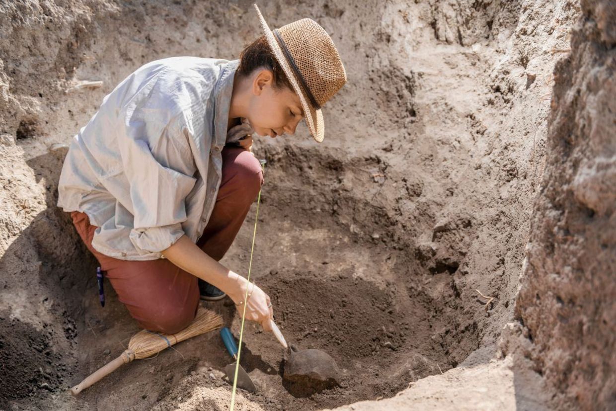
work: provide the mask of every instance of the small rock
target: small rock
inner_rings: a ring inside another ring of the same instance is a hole
[[[395,346],[392,344],[390,341],[385,341],[383,344],[383,346],[386,348],[389,348],[390,349],[395,349]]]

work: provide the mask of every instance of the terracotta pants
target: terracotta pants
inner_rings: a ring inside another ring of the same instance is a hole
[[[222,151],[222,178],[212,214],[197,242],[201,250],[219,261],[231,246],[264,182],[259,160],[241,147]],[[172,334],[193,319],[199,303],[198,278],[161,258],[145,261],[121,260],[92,246],[96,229],[87,215],[72,211],[73,223],[90,251],[106,271],[120,301],[139,325]],[[92,275],[95,275],[92,272]],[[95,293],[93,291],[92,295]]]

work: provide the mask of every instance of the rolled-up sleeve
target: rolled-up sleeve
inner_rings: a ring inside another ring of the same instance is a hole
[[[144,253],[161,252],[184,234],[185,198],[197,181],[188,143],[180,131],[183,117],[153,99],[139,107],[128,105],[119,118],[118,144],[129,187],[127,208],[134,216],[129,237]]]

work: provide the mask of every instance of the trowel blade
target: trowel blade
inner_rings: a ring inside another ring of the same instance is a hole
[[[235,363],[232,362],[225,367],[225,372],[227,373],[227,378],[229,379],[233,384],[233,378],[235,376]],[[237,372],[237,386],[243,388],[247,391],[254,393],[257,391],[257,388],[254,386],[254,383],[251,380],[248,373],[241,365],[238,368]]]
++++++++++
REQUIRED TASK: Give the lines of the listing from the line holding "work: provide the mask of every instance of the terracotta" through the end of the listing, inclusive, as a JSON list of strings with one string per line. Leave out blank lines.

ANSWER TO THIS EXERCISE:
[
  "work: provide the mask of every instance of the terracotta pants",
  "target: terracotta pants",
  "inner_rings: a ring inside another ring of the same instance is a hole",
  "[[[222,151],[222,178],[212,214],[197,242],[201,250],[219,261],[231,246],[264,182],[259,160],[241,147]],[[172,334],[193,319],[199,303],[198,278],[161,258],[145,261],[121,260],[92,246],[96,229],[87,215],[72,211],[73,223],[90,251],[106,271],[120,301],[139,325]],[[92,275],[95,275],[92,272]],[[95,293],[93,291],[92,295]]]",
  "work: provide the mask of every instance of the rolled-up sleeve",
  "target: rolled-up sleeve",
  "inner_rings: a ring inside another ring of the same instance is a hole",
  "[[[144,253],[161,252],[184,234],[185,198],[197,181],[188,143],[180,131],[183,117],[153,99],[139,107],[128,105],[119,118],[118,144],[129,187],[127,208],[134,216],[129,237]]]",
  "work: provide the mask of every instance of the trowel blade",
  "target: trowel blade",
  "inner_rings: a ring inside another ring of the same instance is a hole",
  "[[[235,363],[232,362],[225,367],[225,372],[227,373],[227,378],[229,379],[233,384],[233,378],[235,376]],[[237,372],[237,386],[243,388],[247,391],[254,393],[257,391],[257,388],[254,386],[254,383],[251,380],[248,373],[241,365],[238,368]]]"
]